What the task requires: Rewrite the material below with every occurrence of "Put a point on" changed to "Place a point on" and nothing else altered. Omit the pictures from your version.

Coordinate labeling data:
####################

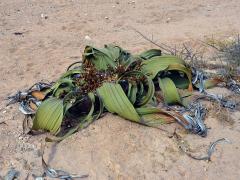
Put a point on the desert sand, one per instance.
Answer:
(39, 39)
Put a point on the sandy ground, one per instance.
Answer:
(111, 148)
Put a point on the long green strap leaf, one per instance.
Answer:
(116, 101)
(169, 90)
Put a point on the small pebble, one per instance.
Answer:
(168, 20)
(87, 38)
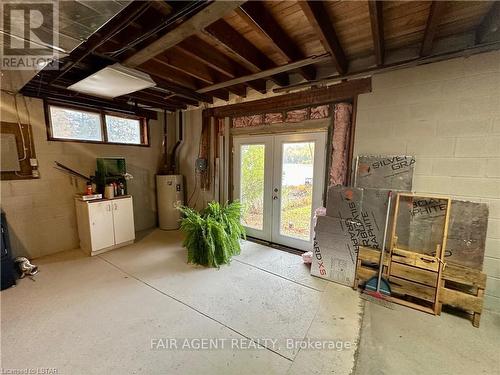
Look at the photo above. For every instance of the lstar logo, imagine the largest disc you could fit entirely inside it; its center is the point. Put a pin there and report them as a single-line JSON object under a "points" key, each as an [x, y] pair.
{"points": [[29, 33]]}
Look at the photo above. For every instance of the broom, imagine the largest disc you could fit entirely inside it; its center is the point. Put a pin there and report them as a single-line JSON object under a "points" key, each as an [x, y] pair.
{"points": [[377, 286]]}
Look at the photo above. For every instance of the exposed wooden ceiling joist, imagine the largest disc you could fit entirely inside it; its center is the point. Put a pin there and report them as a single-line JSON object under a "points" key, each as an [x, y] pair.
{"points": [[259, 19], [318, 18], [377, 24], [65, 96], [196, 23], [438, 8], [230, 38], [108, 31], [265, 73], [490, 25], [314, 96]]}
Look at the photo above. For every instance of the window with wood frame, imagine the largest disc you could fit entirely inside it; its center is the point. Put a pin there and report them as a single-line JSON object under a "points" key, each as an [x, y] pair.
{"points": [[79, 124]]}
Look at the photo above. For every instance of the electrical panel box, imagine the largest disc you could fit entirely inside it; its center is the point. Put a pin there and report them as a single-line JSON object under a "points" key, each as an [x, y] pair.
{"points": [[201, 165]]}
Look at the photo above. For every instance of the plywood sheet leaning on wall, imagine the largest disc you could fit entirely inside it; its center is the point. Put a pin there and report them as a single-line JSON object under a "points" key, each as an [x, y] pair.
{"points": [[385, 172], [373, 213], [344, 202], [335, 250], [467, 234]]}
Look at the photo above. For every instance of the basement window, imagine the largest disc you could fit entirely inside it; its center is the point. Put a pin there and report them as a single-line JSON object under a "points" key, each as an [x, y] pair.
{"points": [[75, 124]]}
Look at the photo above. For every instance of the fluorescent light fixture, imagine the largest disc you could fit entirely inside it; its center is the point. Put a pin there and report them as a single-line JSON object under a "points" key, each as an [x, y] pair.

####################

Answer to the exercise:
Place a point on the desert sand, one per instance.
Answer:
(39, 39)
Place a point on the sandy ground, one per instance.
Answer:
(111, 148)
Place a point on the long green strap leaf, one per instance.
Answer:
(116, 101)
(169, 90)
Place a point on the small pebble, one per instance.
Answer:
(168, 20)
(87, 38)
Look at the photo above. For every instance of the lstar logo, imagine the largest disc you could fit entirely inside it; its center is the point. Put a pin there and report them as a single-line JSON object under a "points" key, each as an [x, y] pair.
{"points": [[29, 33]]}
Look at the photo above. For every instance of the broom, imagine the largest disc you could fit entirely inside it; its center is the point. Put a pin there and report them as a single-line JSON object under a "points" key, each as an [x, y] pair.
{"points": [[377, 286]]}
Look at the photo above. For every instance of the exposed wooden ceiling joist, imagine the largest disc you could fit entirely inside it; its center is the point. Put a pin there and report them as a single-line JSON object under a "points" key, each as an [x, y] pair.
{"points": [[259, 19], [318, 18], [377, 24], [65, 96], [196, 23], [438, 8], [230, 38], [108, 31], [265, 73], [490, 25], [314, 96]]}
Look at the photo above. For every instance of the window with wood frame, imagine the largest disc you could fit entirely inside it; its center is the point. Put a pin there and report them as a single-line JSON object under a "points" key, each as an [x, y] pair.
{"points": [[79, 124]]}
Look at the photo above. For every instance of the electrical panel box, imagine the largest disc you could fit entirely inside it; its center is the point. Put a pin there and report them as a single-line JSON object under a "points" key, each as an [x, y] pair.
{"points": [[201, 165]]}
Look at the photo above. For every instance of the plywood sheet leaning on wall, imagine the largest disc you could fit entirely inside it; its center is the point. Put a pin there and report them as a single-line JSON object under a "points" key, each as an [x, y] pair.
{"points": [[385, 172], [373, 213], [344, 202], [335, 250], [467, 234]]}
Look at the photo above. For every instance of the basement window, imagine the largest disc you could fit entirely inside it; its center is the point. Put a pin there and report them as a single-line JSON object under a "points" key, each as an [x, y] pair.
{"points": [[75, 124]]}
Look at the photo above. For every instance of the fluorescent light fixture, imagine the largest disc you could fit entirely inside it; its center is the point. Put a pin there and report them as a single-line JSON object under a "points" key, each as an [x, y] pair.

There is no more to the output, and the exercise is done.